Stored entries –

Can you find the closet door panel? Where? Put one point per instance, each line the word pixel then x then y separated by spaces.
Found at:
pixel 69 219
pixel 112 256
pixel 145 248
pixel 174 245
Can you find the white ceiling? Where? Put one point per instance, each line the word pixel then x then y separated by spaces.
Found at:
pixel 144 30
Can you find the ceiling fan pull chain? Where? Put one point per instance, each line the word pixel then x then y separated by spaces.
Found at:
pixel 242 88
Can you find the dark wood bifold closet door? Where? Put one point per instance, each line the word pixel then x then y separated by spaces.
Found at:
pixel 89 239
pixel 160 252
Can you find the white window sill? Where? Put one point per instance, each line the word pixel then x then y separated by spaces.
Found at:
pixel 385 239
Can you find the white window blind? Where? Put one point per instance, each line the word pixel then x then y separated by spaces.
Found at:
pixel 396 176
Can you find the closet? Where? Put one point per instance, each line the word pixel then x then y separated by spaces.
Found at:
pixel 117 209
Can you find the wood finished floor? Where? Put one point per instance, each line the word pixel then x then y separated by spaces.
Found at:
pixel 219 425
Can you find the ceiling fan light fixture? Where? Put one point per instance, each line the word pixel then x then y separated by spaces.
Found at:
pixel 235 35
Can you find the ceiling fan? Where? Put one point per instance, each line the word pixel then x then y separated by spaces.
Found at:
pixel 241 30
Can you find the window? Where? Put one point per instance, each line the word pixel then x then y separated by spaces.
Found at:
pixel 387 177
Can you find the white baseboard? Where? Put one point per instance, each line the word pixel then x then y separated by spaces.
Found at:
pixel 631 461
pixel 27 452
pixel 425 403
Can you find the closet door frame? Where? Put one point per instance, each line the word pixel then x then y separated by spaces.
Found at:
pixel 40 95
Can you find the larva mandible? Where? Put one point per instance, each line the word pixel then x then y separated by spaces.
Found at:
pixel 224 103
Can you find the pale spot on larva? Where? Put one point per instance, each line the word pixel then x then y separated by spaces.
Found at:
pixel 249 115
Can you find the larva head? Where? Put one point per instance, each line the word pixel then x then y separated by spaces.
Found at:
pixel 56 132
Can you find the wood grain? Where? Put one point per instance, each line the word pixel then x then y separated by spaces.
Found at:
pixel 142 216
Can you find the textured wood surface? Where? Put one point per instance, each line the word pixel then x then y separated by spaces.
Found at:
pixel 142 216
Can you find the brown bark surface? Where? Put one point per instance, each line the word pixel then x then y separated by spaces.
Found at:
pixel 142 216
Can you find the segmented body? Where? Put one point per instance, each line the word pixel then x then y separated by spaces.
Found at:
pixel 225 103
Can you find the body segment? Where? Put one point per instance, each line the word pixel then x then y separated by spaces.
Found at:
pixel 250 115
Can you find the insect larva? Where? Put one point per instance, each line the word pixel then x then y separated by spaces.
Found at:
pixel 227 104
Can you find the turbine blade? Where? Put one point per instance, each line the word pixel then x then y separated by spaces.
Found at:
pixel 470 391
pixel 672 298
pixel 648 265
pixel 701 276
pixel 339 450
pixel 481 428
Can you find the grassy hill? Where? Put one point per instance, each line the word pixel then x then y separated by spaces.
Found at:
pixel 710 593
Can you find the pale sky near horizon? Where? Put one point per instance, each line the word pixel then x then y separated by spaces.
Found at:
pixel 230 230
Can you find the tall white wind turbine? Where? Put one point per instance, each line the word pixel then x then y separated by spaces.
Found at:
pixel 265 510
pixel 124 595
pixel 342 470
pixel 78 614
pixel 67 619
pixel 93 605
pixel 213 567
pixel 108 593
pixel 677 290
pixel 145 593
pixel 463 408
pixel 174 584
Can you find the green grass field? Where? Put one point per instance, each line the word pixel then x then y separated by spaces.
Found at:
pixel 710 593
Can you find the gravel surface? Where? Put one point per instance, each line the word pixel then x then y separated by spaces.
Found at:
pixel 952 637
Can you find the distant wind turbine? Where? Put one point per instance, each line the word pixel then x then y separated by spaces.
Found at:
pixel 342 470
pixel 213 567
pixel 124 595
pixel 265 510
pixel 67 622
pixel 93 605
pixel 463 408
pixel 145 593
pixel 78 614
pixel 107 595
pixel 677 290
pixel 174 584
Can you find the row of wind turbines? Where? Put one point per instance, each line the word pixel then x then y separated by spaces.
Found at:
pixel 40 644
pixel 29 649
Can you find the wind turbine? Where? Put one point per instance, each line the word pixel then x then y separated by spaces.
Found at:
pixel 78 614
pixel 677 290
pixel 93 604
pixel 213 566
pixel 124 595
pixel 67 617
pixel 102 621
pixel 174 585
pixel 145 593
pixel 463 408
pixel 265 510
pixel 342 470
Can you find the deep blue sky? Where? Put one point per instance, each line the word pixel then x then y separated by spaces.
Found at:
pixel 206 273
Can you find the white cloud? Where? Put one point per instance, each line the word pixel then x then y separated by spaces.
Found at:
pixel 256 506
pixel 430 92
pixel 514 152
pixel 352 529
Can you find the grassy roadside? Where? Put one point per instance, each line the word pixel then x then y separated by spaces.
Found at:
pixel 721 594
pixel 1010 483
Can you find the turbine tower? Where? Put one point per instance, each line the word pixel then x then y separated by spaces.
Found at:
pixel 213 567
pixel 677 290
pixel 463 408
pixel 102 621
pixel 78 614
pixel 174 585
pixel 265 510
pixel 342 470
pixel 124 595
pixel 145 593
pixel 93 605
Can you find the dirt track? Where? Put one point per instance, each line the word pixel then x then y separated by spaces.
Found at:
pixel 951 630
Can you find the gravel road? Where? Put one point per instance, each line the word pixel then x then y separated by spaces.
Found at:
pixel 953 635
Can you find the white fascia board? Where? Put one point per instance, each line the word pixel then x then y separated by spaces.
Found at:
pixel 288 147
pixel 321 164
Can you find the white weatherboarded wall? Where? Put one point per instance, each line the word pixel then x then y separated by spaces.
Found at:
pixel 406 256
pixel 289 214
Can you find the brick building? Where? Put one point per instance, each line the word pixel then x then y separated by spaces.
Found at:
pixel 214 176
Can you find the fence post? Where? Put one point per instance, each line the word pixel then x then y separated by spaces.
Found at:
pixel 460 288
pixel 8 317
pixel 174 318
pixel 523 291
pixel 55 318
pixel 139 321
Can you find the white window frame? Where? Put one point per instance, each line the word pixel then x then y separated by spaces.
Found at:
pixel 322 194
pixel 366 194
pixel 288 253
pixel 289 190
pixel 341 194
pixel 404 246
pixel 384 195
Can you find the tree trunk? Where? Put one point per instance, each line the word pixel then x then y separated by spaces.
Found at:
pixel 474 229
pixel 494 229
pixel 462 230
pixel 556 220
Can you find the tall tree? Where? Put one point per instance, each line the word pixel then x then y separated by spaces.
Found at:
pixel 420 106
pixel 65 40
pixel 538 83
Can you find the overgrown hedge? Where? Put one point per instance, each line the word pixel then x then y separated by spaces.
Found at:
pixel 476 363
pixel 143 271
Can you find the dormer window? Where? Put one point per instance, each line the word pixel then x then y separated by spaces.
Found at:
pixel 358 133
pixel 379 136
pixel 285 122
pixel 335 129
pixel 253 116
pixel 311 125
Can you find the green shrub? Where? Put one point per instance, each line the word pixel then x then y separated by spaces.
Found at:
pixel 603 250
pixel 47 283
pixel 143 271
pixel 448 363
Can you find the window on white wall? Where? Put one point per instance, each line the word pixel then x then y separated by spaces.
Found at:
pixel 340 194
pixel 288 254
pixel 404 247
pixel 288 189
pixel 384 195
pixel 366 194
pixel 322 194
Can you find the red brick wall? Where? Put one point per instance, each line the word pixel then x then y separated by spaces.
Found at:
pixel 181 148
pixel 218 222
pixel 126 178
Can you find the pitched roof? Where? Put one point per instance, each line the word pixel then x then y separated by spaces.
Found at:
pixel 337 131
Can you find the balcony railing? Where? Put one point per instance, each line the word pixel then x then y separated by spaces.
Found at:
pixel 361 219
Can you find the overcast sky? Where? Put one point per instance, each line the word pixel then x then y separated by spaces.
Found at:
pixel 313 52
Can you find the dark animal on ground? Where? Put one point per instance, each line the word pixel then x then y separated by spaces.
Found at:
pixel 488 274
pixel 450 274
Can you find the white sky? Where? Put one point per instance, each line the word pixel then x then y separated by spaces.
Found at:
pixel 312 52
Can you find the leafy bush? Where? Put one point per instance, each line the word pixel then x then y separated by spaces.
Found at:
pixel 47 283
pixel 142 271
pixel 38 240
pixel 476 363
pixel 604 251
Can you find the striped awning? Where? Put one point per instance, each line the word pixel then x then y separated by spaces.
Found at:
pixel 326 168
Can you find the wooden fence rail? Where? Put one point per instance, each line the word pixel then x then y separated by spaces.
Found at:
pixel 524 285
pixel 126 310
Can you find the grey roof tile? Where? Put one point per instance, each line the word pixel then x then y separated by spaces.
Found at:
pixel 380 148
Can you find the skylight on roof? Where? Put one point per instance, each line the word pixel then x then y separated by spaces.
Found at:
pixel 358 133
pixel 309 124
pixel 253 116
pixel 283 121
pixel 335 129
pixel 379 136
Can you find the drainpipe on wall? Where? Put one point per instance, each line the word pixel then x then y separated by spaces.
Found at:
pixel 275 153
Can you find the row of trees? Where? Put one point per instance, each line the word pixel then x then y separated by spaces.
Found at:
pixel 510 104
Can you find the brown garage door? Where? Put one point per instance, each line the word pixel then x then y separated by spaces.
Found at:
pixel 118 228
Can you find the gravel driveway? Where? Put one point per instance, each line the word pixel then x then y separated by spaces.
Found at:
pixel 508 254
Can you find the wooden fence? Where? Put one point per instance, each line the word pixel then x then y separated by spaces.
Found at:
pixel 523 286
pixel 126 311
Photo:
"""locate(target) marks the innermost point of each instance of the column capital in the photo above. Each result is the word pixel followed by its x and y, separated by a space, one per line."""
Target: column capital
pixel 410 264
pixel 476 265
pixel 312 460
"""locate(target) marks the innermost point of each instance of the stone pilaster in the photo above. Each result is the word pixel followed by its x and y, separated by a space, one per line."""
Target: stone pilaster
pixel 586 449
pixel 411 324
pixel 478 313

What you have to do – Each line in the entries above that includes the string "larva" adds to the count; state that count only.

Answer to the problem – 4